Immerse won the hearts of the hackathon judges and, after meticulous testing and viability, was integrated into the Flipkart platform in no time. “We won the hackathon and a beta version of the feature went live on the Flipkart app before The Big Billion Days Sale in 2023. From what we learned in the user studies, people really liked this feature. They get what it does and see how it’s different from basic filters,” adds Surbhi.
Engineering the Backbone
Krishna Azad Tripathi, Software Development Engineer, has been working with the Flipkart’s search semantics team since 2018. Over the course of 6 years, Krishna has closely witnessed the development of the search feature at Flipkart and how the user needs determined the trajectory of the feature.
“In the early stages of our project, we relied on a lexical-based approach for search, focusing on exact matches between user queries and our product catalog. As we evolved, we transitioned towards a click-based model, leveraging clickstream data to better understand user intent,” explains Krishna.

**The data:**
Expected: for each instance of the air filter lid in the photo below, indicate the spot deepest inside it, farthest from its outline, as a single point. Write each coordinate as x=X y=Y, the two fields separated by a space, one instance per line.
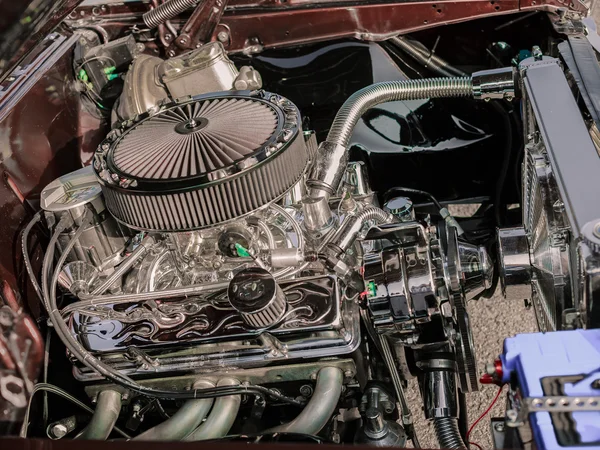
x=202 y=162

**Using the information:**
1. Answer from the excerpt about Flipkart's search feature:
(a) Before which sale did a beta version of the feature go live on the Flipkart app?
(b) Since what year has Krishna Azad Tripathi worked with Flipkart's search semantics team?
(c) In the project's early stages, what kind of approach to search did the team rely on?
2. Retype the part of the excerpt about Flipkart's search feature that opens with the words containing "Immerse won the" and closes with "of the feature.".

**Task solutions:**
1.
(a) The Big Billion Days Sale in 2023.
(b) 2018.
(c) A lexical-based approach, focusing on exact matches between user queries and the product catalog.

2.
Immerse won the hearts of the hackathon judges and, after meticulous testing and viability, was integrated into the Flipkart platform in no time. “We won the hackathon and a beta version of the feature went live on the Flipkart app before The Big Billion Days Sale in 2023. From what we learned in the user studies, people really liked this feature. They get what it does and see how it’s different from basic filters,” adds Surbhi.
Engineering the Backbone
Krishna Azad Tripathi, Software Development Engineer, has been working with the Flipkart’s search semantics team since 2018. Over the course of 6 years, Krishna has closely witnessed the development of the search feature at Flipkart and how the user needs determined the trajectory of the feature.